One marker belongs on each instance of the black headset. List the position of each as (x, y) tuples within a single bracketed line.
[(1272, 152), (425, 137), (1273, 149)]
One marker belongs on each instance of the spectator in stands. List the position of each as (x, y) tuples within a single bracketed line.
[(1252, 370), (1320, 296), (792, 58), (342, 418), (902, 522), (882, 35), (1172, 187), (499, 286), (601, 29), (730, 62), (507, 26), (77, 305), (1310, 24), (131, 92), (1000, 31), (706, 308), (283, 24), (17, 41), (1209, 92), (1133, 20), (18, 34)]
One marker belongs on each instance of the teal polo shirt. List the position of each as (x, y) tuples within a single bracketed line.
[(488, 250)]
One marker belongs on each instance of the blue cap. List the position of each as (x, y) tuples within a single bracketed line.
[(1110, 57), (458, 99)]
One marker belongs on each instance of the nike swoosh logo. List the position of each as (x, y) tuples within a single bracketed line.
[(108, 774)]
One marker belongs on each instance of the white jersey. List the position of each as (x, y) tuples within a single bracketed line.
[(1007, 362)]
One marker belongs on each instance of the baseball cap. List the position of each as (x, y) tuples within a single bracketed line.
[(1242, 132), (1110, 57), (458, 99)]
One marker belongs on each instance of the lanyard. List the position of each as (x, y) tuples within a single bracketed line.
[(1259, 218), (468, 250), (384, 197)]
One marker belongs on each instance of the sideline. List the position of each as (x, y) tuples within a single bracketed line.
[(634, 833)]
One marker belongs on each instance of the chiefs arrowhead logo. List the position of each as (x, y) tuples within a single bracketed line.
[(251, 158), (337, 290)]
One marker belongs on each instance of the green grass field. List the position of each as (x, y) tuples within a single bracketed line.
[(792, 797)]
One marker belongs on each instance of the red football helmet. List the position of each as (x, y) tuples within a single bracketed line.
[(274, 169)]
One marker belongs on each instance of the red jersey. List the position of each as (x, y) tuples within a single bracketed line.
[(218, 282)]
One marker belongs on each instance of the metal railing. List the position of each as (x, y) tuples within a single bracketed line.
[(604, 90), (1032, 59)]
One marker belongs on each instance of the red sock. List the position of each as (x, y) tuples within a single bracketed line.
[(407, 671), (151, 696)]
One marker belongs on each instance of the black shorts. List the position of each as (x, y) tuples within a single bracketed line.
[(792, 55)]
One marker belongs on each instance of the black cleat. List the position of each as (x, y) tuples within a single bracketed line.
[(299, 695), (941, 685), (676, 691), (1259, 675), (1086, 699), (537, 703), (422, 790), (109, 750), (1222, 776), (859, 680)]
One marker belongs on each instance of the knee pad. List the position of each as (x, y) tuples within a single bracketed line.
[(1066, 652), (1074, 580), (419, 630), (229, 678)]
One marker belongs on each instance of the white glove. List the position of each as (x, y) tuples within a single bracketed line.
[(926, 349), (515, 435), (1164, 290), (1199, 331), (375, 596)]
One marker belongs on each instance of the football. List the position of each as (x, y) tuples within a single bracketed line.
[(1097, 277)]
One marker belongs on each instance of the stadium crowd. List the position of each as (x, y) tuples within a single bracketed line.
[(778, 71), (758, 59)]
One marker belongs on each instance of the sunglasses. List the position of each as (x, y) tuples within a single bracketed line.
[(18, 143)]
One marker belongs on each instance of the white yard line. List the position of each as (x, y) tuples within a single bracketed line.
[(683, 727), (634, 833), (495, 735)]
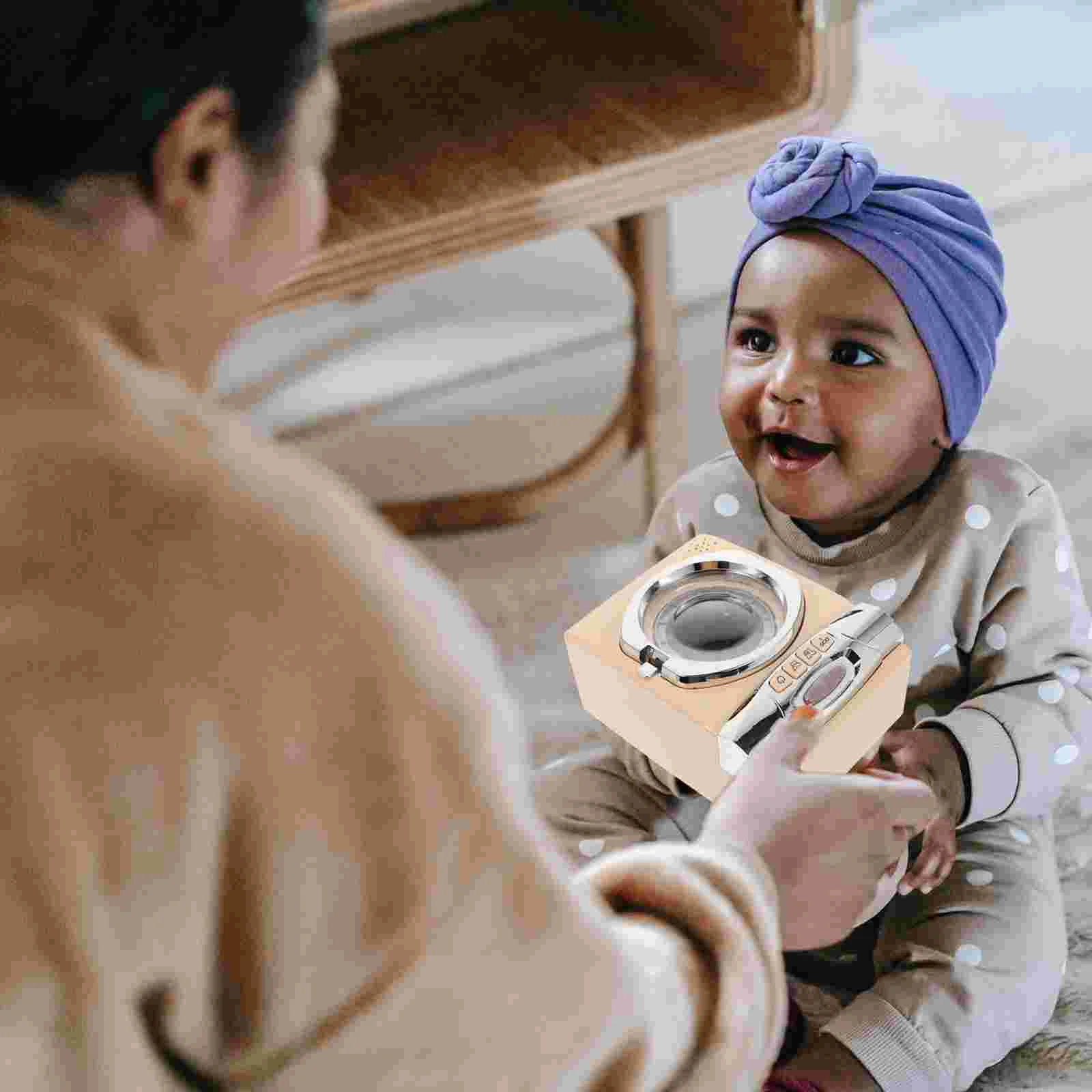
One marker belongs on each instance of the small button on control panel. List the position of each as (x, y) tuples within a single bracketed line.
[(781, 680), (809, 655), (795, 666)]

--------------------------------

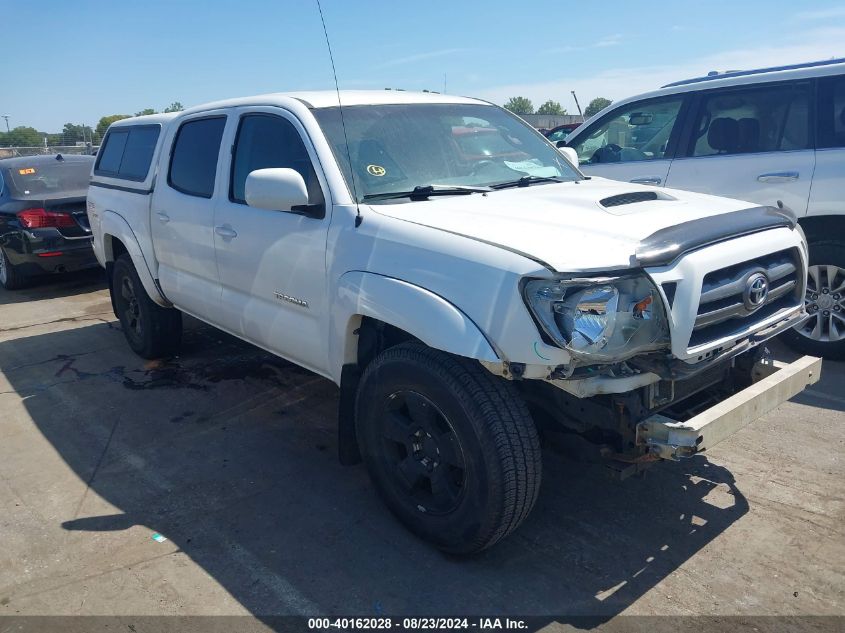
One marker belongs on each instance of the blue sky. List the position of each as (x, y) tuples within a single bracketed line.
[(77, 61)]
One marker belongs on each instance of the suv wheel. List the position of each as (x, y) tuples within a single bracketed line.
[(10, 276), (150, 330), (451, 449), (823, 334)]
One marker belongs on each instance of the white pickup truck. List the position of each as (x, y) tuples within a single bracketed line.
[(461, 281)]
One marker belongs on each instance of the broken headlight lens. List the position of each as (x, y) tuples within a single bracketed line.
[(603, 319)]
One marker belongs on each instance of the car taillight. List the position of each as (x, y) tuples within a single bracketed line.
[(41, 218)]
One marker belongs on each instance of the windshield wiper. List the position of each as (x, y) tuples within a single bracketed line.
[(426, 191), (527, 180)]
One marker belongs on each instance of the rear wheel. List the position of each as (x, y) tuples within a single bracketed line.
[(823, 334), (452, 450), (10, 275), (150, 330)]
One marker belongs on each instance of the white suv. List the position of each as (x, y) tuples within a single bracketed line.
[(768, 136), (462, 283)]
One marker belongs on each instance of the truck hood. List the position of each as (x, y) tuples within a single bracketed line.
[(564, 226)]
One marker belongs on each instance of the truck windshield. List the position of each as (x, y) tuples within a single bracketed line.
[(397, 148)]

--------------------------------

Directions for this task: Render the lines above, from the one containing "One marker belongs on each instance of the black headset." through the one containing "[(1242, 132), (1110, 57), (458, 99)]", inclusive, as a Markdown table. Use the columns Number and Text, and leave out any blank lines.

Output for this exercise:
| Number | Text |
|---|---|
| 1 | One marker belongs on each instance of the black headset. List the position of each as (x, y) tuples within a single bracketed line. |
| 2 | [(1272, 152), (425, 137), (1273, 149)] |
| 3 | One marker belongs on each instance of the spectator in stands. List the position of each as (x, y) tuples within a single bracketed line. |
| 4 | [(1252, 370), (1320, 296), (792, 58), (342, 418), (902, 522), (882, 35), (1172, 187), (499, 286), (601, 29), (730, 62), (507, 26), (77, 305), (1310, 24), (131, 92), (1000, 31), (706, 308), (283, 24), (17, 41), (1209, 92), (1133, 20), (18, 34)] |
| 5 | One marker belongs on each instance of the teal polo shirt. List the position of each as (x, y) tuples within a single bracketed line. |
| 6 | [(488, 250)] |
| 7 | One marker belongs on each instance of the blue cap. List the position of each as (x, y) tuples within a single bracketed line. |
| 8 | [(1110, 57), (458, 99)] |
| 9 | One marker belongs on each instance of the nike swoosh logo. List the position of each as (x, y) tuples within a single bracketed line. |
| 10 | [(108, 774)] |
| 11 | One marker belongs on each instance of the white jersey. List the position of each as (x, y) tuples within a single bracketed line. |
| 12 | [(1007, 362)] |
| 13 | One marker belongs on each instance of the baseball cap. List the position of each as (x, y) tuples within a single bracketed line. |
| 14 | [(1242, 132), (1110, 57), (458, 99)] |